◆ **Written problem 1**: List every speaker handle that opens a line in the perfume discussion below.
-------- Text block --------
TS: Stop spying on us. I will call the police.
ErinT: Just a sub-question to the above: do you ever disagree on perfumes and how did this play out when you were writing the reviews?
LT: Yes. Domestic violence.
djsflynn: For either/both Dr Turin and Ms Sanchez: We've had just over a century of the 'modern perfume era' (which most agree began with 1882's Fougere Royale). It seems like much of that has been dominated by the larger brands and houses, compared to the relatively recent growth of smaller 'boutique' brands.
Do you believe the big players can surprise and delight us any more with truly 'different' perfumes, or do you consider the sharp end of the business will increasingly belong to smaller players who may be willing to take more risks and think a little outside the 'safety zone'?
LT: Everybody is doing niche lines these days, and that's where much of the creative action is. Talent will always find a way out, even if it's out of the can of some Lynx deodorant. But don't get your hopes up for as long as stuff like Light Blue sells well.
--------
◆ **Written problem 2**: Pick out every line of the records below that contains the word "mural", treating uppercase and lowercase as different.
-------- Data to process --------
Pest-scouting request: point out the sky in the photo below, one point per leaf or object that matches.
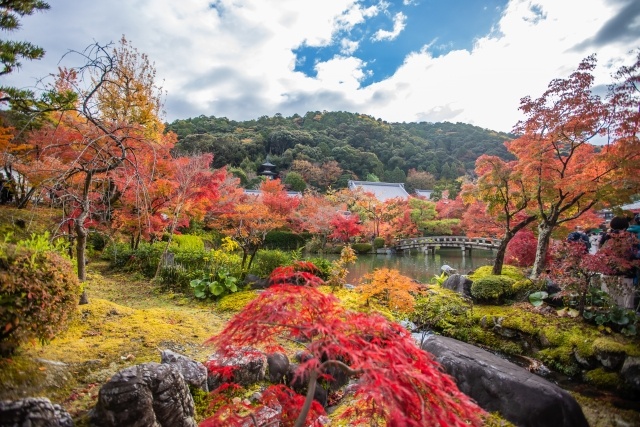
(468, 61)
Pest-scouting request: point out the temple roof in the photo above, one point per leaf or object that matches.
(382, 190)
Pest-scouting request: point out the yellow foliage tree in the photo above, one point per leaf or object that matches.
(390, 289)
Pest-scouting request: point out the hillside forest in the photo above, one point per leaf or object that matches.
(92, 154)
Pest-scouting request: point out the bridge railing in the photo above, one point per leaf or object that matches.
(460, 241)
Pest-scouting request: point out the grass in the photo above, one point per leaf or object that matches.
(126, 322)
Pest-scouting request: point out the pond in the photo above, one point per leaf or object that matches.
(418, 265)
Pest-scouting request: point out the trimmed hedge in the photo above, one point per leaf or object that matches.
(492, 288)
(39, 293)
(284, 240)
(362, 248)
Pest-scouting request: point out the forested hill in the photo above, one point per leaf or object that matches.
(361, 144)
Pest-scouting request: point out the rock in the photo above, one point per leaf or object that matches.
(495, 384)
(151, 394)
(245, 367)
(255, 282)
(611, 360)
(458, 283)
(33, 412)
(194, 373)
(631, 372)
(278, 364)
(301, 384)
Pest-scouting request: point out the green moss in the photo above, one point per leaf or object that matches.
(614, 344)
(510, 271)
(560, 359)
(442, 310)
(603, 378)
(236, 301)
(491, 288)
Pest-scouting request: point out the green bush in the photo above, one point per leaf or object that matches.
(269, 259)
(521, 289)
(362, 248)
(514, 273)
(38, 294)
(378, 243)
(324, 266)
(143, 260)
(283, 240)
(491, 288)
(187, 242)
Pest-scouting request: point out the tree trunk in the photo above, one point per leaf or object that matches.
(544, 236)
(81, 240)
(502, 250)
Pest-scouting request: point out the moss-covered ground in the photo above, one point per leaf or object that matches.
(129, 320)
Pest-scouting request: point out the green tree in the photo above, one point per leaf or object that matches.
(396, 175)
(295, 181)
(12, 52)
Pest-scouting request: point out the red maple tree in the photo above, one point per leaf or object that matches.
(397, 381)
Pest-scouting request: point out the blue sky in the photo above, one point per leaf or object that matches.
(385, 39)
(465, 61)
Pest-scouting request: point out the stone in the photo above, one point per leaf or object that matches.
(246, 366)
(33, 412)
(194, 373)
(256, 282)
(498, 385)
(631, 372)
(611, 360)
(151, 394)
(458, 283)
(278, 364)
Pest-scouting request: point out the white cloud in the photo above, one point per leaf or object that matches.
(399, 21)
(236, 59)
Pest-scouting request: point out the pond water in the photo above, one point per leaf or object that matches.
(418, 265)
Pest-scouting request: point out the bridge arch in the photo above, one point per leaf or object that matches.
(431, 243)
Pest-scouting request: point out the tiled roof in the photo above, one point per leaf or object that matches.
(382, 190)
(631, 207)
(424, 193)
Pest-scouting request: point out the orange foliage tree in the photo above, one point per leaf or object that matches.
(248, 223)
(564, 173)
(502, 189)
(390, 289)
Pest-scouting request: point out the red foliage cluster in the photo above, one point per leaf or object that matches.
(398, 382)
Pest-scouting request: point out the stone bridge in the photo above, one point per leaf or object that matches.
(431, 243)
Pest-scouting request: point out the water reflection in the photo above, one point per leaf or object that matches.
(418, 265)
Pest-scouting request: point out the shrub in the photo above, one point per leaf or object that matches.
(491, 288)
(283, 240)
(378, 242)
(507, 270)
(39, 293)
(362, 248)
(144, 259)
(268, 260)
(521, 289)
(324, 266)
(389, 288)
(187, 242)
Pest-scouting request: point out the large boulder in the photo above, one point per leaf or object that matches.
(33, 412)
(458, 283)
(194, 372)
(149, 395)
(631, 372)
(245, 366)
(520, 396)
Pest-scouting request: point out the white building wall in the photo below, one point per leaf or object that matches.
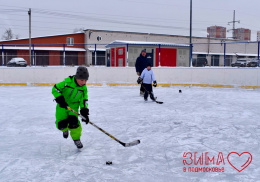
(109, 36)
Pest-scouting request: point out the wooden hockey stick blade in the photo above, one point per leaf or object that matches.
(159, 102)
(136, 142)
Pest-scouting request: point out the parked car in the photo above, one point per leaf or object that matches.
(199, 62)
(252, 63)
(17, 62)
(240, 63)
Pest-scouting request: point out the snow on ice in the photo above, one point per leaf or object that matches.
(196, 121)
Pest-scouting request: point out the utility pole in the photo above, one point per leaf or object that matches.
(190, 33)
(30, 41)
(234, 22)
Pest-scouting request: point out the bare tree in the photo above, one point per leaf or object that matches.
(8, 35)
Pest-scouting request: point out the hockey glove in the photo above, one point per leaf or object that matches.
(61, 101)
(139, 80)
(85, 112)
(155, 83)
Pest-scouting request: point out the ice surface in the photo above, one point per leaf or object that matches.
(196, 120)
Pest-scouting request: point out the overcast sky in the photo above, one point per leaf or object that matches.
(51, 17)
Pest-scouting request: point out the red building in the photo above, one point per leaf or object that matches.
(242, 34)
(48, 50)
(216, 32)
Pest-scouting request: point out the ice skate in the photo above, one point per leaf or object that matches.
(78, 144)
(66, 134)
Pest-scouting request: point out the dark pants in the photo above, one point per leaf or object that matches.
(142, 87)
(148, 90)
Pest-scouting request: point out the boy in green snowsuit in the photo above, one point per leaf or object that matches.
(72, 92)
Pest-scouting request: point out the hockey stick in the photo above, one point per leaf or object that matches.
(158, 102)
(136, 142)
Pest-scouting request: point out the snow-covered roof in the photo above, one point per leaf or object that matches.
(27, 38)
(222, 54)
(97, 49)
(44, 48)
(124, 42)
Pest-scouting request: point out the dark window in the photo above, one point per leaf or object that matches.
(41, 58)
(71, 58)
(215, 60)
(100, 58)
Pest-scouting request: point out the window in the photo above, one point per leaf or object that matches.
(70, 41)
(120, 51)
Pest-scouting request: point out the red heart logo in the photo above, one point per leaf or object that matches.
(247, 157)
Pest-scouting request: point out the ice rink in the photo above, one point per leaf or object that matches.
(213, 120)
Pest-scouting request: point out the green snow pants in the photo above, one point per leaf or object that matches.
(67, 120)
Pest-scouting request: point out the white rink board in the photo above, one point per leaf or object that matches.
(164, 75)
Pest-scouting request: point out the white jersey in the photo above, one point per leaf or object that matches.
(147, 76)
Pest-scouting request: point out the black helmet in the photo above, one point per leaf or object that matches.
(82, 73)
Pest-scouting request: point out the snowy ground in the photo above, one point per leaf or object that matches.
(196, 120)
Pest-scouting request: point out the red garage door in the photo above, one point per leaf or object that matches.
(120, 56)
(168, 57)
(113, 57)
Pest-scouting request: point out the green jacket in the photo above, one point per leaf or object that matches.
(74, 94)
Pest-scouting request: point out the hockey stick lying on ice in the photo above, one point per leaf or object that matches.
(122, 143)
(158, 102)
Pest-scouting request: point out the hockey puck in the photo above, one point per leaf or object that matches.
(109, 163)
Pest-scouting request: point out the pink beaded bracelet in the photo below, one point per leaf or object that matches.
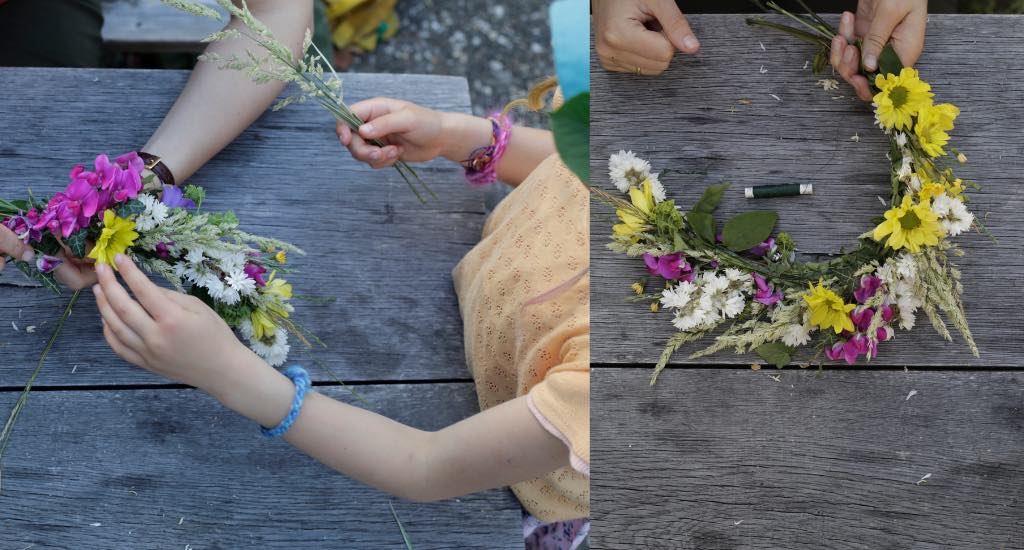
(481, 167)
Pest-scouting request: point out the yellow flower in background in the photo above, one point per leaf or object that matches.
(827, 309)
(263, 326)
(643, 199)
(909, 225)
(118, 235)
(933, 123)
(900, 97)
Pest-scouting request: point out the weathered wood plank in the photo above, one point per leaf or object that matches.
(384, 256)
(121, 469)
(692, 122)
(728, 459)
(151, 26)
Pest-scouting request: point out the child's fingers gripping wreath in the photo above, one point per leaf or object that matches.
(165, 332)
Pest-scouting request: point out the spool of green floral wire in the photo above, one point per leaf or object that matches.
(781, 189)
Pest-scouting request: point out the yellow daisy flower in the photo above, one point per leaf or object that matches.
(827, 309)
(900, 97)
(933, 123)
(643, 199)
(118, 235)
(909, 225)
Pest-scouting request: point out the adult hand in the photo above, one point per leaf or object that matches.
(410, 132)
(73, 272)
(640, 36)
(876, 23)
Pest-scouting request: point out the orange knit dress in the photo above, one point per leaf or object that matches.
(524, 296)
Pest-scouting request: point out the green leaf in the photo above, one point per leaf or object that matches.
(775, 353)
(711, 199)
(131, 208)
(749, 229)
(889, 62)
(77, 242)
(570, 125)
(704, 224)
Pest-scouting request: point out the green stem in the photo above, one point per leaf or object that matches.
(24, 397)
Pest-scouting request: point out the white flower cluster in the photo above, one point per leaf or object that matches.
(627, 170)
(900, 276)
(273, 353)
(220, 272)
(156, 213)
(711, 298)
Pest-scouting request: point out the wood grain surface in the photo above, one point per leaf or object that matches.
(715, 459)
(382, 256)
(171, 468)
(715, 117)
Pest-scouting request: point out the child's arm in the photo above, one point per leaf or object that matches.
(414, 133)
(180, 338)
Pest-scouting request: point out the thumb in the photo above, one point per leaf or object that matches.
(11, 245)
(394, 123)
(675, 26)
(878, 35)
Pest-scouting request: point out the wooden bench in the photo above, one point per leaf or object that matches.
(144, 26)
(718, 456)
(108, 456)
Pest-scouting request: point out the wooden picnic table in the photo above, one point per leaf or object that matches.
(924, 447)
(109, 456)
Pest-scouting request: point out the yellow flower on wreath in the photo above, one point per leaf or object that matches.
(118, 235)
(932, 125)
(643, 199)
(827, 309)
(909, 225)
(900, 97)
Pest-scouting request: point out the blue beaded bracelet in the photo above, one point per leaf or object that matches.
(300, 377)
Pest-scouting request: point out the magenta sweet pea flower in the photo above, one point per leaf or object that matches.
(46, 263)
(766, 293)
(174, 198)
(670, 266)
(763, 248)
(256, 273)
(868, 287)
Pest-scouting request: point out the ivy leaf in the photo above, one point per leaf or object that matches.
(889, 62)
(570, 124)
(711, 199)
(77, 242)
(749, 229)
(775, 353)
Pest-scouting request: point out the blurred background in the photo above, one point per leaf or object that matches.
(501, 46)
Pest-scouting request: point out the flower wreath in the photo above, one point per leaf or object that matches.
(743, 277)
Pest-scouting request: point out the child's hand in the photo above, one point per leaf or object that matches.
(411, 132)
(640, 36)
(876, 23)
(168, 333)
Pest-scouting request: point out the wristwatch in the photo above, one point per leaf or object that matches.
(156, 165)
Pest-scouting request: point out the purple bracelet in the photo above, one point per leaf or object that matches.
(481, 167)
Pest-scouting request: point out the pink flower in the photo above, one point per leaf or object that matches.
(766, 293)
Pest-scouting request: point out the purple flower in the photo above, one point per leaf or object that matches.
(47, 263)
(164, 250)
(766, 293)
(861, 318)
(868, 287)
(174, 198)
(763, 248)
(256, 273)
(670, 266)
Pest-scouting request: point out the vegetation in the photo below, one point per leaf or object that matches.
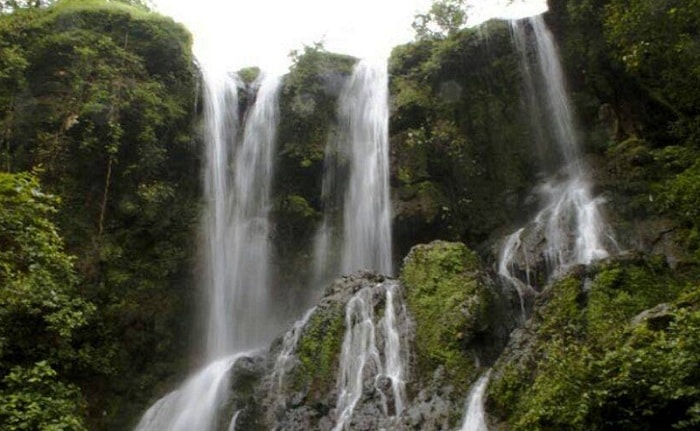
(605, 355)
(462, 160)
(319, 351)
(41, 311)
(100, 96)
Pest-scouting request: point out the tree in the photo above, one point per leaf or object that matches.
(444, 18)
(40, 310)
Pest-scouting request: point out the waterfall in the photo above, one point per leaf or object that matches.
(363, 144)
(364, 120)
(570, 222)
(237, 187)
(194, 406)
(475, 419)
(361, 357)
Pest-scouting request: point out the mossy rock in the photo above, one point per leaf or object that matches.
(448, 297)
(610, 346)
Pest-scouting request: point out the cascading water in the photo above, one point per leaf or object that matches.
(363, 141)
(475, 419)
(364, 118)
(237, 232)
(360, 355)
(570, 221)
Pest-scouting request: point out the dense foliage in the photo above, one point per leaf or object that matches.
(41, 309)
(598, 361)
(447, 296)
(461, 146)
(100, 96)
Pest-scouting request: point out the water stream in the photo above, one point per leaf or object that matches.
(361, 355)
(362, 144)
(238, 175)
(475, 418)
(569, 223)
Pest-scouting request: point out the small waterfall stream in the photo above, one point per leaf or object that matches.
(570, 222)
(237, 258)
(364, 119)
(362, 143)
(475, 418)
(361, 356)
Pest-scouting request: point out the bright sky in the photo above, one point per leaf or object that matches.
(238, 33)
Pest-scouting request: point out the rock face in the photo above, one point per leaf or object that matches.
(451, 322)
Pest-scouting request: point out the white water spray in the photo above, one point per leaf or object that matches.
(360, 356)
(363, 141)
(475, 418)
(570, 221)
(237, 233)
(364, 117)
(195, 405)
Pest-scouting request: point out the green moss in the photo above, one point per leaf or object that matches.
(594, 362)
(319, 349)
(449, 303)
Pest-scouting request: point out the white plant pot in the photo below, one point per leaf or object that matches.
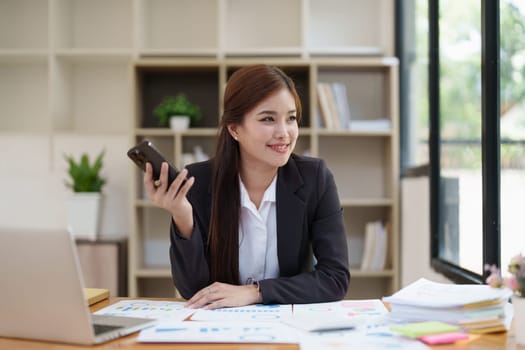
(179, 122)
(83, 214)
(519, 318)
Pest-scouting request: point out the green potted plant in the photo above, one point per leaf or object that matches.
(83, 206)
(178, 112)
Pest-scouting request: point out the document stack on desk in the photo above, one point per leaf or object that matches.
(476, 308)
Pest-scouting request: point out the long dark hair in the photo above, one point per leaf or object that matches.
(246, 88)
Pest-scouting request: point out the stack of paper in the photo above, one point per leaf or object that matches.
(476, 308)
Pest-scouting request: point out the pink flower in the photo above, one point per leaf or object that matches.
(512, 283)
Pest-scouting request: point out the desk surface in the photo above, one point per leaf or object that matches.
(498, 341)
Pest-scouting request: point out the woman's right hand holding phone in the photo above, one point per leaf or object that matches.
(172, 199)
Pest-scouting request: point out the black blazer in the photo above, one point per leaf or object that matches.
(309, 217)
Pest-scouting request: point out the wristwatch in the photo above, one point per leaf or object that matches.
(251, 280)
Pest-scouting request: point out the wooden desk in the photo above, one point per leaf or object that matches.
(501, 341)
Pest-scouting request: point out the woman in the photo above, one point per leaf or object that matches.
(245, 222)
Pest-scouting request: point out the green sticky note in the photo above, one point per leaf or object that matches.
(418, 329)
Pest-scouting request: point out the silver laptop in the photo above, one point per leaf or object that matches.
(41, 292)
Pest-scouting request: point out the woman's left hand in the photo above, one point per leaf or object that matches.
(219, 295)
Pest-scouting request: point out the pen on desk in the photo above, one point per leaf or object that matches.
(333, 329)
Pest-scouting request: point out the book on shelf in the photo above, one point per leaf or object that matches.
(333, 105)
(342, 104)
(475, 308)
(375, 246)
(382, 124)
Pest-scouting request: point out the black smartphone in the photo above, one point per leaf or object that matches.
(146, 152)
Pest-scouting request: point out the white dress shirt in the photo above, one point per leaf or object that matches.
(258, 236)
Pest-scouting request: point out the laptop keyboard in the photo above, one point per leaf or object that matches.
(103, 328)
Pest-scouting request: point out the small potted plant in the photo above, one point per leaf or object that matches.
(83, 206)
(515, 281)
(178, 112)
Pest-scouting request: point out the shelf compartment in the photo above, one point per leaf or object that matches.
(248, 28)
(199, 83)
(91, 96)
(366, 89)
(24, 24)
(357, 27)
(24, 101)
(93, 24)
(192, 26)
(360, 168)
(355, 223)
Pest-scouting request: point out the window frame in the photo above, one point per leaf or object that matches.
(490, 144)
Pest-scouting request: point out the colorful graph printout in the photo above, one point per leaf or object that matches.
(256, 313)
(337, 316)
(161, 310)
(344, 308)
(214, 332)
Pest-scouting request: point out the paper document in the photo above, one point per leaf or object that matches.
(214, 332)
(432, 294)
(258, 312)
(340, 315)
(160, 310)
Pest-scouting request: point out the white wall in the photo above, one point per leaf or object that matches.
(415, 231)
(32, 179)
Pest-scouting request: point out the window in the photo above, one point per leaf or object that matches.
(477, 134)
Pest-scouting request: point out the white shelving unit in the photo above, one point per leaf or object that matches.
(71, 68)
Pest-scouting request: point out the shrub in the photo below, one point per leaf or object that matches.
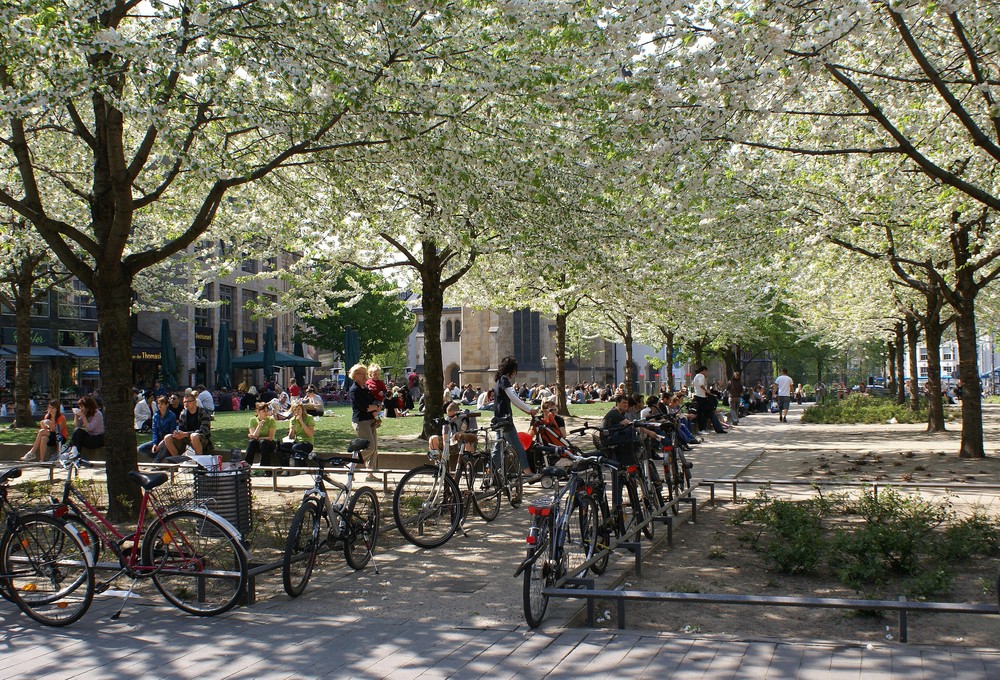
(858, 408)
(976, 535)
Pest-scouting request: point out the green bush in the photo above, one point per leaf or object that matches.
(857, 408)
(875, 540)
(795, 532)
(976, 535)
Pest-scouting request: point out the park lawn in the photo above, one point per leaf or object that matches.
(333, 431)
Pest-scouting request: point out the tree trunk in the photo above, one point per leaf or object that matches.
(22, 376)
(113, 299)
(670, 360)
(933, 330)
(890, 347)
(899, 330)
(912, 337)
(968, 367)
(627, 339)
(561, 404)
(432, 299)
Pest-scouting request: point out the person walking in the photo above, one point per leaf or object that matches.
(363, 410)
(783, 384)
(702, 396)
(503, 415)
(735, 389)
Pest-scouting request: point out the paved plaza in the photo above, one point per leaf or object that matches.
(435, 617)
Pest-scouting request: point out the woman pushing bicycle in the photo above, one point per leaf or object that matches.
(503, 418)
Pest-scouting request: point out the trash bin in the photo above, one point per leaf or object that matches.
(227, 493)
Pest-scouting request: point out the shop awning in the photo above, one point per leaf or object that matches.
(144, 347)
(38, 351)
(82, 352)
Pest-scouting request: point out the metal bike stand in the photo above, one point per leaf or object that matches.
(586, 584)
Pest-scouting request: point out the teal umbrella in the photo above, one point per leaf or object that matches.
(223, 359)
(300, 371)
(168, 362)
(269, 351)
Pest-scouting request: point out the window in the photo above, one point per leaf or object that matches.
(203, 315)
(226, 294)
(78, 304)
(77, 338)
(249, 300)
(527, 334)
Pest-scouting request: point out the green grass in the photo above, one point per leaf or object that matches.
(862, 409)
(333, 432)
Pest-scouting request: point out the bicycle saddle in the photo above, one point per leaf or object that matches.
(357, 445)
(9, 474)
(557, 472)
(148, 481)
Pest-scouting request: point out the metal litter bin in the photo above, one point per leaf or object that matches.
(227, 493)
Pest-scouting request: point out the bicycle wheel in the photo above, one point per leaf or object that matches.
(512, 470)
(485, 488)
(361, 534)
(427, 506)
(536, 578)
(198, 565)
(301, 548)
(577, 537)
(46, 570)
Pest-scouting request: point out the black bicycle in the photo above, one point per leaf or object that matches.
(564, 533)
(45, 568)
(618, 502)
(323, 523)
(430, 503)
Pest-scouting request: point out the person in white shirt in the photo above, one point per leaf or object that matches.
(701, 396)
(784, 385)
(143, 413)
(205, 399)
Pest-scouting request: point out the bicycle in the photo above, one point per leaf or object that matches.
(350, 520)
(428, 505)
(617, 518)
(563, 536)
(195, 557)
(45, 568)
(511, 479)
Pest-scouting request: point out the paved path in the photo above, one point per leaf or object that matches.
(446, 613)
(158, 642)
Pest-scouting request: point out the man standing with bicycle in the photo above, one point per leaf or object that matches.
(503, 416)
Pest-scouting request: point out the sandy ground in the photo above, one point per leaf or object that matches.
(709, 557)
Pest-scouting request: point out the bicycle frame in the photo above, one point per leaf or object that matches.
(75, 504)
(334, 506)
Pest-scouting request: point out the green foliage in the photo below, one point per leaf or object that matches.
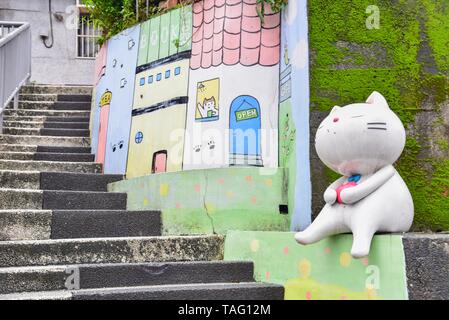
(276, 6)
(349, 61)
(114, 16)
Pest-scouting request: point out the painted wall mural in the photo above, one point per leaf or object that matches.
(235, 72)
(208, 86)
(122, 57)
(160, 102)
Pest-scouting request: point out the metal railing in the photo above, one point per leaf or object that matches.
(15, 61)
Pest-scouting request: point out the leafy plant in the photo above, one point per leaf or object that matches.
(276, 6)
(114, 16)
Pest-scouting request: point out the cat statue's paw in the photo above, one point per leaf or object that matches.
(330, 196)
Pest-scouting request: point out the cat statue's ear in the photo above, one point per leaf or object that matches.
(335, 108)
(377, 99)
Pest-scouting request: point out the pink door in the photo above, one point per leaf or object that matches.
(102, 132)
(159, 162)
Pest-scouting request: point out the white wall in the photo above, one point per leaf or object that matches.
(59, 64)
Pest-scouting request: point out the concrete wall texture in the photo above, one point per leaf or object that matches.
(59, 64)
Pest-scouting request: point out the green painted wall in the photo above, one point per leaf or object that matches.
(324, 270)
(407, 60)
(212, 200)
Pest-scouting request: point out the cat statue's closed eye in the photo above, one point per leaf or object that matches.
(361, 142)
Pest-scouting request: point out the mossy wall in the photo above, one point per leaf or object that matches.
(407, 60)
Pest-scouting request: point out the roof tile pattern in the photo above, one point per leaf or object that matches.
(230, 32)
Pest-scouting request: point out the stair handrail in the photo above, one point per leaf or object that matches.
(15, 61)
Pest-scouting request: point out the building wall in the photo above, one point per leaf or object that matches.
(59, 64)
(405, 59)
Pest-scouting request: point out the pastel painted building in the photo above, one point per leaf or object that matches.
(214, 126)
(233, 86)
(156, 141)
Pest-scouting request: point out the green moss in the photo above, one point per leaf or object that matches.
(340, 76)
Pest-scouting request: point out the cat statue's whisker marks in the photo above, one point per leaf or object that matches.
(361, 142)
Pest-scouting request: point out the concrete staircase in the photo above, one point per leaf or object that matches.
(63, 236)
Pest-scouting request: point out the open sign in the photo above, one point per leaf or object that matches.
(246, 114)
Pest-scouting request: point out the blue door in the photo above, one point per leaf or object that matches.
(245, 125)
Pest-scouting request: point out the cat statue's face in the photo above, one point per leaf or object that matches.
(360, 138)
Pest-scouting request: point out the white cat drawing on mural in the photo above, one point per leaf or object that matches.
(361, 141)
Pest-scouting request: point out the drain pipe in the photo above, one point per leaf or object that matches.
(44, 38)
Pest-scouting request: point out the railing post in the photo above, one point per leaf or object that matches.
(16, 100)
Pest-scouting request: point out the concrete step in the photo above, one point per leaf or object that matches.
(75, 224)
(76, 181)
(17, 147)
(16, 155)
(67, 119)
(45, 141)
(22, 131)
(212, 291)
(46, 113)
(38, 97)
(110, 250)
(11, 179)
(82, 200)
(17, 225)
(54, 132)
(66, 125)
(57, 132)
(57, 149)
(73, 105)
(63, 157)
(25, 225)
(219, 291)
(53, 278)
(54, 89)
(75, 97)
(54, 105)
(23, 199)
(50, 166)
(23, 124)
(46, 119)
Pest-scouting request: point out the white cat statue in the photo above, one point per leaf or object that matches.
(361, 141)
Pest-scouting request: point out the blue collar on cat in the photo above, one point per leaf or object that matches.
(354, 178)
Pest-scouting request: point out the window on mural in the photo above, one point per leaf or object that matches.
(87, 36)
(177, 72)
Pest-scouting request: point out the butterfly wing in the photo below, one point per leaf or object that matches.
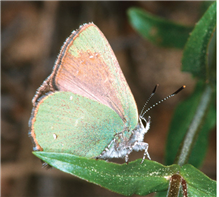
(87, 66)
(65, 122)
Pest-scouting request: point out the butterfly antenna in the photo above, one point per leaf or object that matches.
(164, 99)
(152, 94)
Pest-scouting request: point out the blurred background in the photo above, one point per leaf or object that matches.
--------
◆ **Answer 1**:
TS
ErinT
LT
djsflynn

◆ **Answer 2**:
Pest-scouting request: point out the painted wall mural in the photo above, one point per leaf or object that matches.
Pest-scouting request: point out the white cat drawing on mural in the photo above, one point per leaf or object that matches.
Pest-scouting request: point out the window on mural in the photo above, one point per leaf or object that matches.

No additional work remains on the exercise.